What the task asks: Look below for the lines from the one with "Task: point out each instance of the wooden table" to the one with "Task: point out each instance of the bar", and copy exactly those lines, both ends included.

Study material Start Marker

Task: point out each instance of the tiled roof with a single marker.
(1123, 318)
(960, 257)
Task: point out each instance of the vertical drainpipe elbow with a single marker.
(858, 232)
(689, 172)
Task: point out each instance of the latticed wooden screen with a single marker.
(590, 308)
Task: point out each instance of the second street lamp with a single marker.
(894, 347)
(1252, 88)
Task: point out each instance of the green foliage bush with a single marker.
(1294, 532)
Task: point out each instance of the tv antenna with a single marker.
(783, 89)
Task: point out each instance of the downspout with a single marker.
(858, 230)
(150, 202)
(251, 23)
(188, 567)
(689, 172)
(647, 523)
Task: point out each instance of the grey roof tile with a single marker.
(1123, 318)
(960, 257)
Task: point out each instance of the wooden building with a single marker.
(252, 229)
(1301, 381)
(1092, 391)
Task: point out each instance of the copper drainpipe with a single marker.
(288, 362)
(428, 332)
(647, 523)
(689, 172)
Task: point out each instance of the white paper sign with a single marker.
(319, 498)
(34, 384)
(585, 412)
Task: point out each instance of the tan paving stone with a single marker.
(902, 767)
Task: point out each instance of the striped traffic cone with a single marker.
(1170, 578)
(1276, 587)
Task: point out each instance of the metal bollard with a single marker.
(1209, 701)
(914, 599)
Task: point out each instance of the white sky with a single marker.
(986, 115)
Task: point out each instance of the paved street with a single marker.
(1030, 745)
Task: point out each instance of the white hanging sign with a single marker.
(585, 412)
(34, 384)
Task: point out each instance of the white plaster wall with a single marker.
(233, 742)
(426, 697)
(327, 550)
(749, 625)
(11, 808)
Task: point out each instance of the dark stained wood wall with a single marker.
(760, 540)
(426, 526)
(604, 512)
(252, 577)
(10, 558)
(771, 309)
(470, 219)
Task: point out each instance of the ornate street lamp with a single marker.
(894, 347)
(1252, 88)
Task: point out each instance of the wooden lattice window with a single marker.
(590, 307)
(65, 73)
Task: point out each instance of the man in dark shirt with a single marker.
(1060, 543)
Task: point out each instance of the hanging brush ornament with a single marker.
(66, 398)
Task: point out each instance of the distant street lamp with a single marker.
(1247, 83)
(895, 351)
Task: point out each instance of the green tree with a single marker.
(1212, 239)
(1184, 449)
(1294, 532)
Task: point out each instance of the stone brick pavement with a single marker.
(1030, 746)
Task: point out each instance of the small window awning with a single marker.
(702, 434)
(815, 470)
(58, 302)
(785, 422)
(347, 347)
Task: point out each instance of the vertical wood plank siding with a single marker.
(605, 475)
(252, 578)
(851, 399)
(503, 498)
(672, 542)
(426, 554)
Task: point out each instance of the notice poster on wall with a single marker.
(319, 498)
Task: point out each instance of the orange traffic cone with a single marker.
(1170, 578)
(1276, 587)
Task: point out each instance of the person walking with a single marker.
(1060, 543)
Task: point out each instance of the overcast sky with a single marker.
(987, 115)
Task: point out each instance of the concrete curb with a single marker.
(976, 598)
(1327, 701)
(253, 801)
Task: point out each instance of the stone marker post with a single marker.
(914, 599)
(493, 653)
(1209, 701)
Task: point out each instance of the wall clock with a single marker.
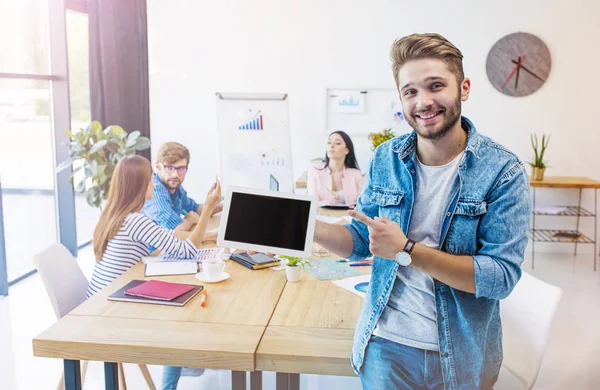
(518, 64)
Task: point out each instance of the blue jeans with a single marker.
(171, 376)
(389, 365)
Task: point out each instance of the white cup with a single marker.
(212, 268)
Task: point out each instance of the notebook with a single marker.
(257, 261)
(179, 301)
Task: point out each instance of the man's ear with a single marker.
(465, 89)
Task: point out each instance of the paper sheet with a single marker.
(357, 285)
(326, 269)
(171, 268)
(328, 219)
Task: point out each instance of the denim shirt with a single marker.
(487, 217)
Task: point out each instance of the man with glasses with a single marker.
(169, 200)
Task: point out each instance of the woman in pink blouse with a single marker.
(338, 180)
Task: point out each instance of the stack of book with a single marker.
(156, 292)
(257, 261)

Study material End Marker
Study material Start Marker

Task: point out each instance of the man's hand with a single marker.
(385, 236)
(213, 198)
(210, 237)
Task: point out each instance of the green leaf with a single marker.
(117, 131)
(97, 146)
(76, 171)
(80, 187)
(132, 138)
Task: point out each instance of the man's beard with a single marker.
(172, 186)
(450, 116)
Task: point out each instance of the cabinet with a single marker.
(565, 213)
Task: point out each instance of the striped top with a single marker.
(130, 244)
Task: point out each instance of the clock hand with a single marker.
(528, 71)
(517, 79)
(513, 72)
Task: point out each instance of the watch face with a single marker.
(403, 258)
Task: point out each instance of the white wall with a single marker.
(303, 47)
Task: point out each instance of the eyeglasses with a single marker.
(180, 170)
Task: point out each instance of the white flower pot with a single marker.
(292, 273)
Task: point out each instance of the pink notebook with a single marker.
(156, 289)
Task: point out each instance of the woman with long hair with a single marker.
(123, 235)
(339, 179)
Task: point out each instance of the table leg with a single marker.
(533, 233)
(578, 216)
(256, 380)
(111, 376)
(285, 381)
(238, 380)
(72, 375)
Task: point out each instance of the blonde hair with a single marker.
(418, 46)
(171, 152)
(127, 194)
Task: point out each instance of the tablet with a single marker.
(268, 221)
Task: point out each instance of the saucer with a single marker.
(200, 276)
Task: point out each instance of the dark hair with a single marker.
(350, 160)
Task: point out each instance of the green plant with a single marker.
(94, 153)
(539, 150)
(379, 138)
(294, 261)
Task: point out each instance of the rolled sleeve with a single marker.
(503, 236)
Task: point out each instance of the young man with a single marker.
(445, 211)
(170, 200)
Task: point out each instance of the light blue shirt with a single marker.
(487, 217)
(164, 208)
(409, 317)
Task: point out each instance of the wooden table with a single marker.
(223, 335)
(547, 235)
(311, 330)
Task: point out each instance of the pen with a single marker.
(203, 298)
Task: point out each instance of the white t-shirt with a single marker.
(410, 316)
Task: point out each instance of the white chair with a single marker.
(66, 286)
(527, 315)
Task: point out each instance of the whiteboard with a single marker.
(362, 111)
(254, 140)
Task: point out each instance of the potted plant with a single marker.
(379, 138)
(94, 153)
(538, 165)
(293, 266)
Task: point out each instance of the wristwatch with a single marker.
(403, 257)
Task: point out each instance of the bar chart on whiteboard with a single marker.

Study material End Marker

Task solution:
Task: point out each instance of the wooden table with a single marker.
(223, 335)
(547, 235)
(311, 330)
Task: point out each instance of the pen with a single marker.
(203, 298)
Task: point out each instance of the white t-shirt with a single marker.
(410, 316)
Task: point out each instance of the white chair with a single marker.
(66, 286)
(527, 315)
Task: point out each instance of the whiteboard with a single marker.
(362, 111)
(254, 140)
Task: point out each instance of the potted plant with a single marker.
(379, 138)
(94, 153)
(538, 165)
(293, 266)
Task: point out each instance of the wristwatch with a single marker.
(403, 257)
Task: point out each instance of the bar chart on whiteboard with a single marker.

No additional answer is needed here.